■ RECORDED DATA
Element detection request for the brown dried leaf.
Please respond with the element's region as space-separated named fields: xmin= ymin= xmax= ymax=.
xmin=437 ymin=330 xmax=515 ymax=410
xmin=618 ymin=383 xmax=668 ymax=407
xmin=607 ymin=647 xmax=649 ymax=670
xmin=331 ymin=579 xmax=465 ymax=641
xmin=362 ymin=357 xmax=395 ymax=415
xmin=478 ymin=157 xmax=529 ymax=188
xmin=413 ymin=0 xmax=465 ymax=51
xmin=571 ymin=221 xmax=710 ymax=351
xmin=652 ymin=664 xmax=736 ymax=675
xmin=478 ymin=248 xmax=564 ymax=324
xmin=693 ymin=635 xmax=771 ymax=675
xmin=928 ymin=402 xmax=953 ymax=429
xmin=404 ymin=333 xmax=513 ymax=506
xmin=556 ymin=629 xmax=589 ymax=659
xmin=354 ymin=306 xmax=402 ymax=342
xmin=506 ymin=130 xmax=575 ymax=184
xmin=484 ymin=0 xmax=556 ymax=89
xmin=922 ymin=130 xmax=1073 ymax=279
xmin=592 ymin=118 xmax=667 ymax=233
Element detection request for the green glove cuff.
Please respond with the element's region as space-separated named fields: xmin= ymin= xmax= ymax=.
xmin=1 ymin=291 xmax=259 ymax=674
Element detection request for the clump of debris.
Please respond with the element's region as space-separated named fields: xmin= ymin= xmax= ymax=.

■ ACTIVITY
Please return all lines from the records that hold the word "request".

■ OUTPUT OF THE EXERCISE
Element detection request for the brown dried leaf.
Element detection request for the green glove cuff.
Element detection request for the clump of debris.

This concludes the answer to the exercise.